:: Problem requirements ::
Restate each entry below exactly; pictures stay out of the copy.

(Saved entries)
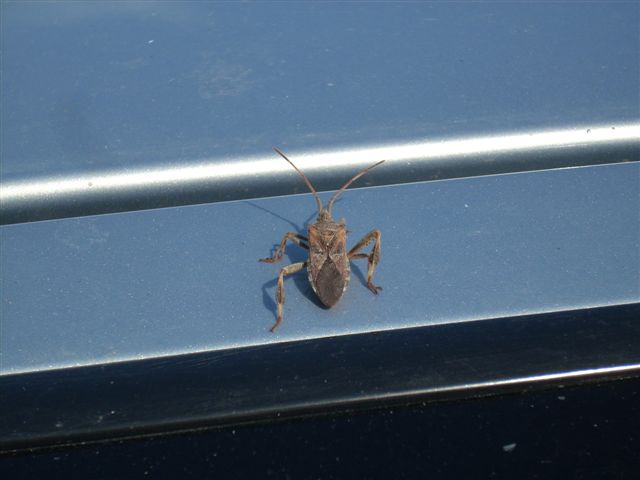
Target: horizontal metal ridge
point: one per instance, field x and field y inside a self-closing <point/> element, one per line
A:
<point x="222" y="179"/>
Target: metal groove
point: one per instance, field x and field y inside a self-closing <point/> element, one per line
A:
<point x="214" y="180"/>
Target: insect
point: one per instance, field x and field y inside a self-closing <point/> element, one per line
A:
<point x="328" y="264"/>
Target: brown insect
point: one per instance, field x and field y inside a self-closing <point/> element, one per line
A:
<point x="328" y="265"/>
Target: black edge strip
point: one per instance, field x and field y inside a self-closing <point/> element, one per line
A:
<point x="234" y="386"/>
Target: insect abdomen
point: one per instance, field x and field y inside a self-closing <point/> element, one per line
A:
<point x="330" y="284"/>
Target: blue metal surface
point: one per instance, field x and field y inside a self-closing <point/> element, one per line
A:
<point x="185" y="279"/>
<point x="115" y="190"/>
<point x="115" y="85"/>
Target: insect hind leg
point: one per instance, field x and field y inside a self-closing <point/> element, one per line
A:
<point x="292" y="236"/>
<point x="373" y="257"/>
<point x="288" y="270"/>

:: Result ::
Target: horizontal metal ridge
point: one per instance, field x and field y inside a self-closing <point/> element, one per line
A:
<point x="222" y="179"/>
Target: metal groove
point: one per instance, field x and field y inside a self-closing <point/> element, one per line
A:
<point x="214" y="180"/>
Target: insect
point: one per instance, field x and field y inside a self-closing <point/> element, one per line
A:
<point x="328" y="264"/>
Target: brown insect
point: one per instance, field x and field y inside a self-closing <point/> element, one per line
A:
<point x="328" y="265"/>
Target: black edge strip
point: one per instance, field x and field y inside a self-closing <point/> element, one per line
A:
<point x="234" y="386"/>
Target: insect abdomen
point: one per instance, field x and field y inside a self-closing <point/> element, one per line
A:
<point x="330" y="284"/>
Target: blue metal surface
point: one per instance, field x and field y inside a self-closing <point/> element, one per line
A:
<point x="185" y="279"/>
<point x="115" y="190"/>
<point x="115" y="85"/>
Target: insect hind leg
point: one per instance, field x and field y inside a self-closing <point/> element, one per line
A:
<point x="292" y="236"/>
<point x="373" y="257"/>
<point x="288" y="270"/>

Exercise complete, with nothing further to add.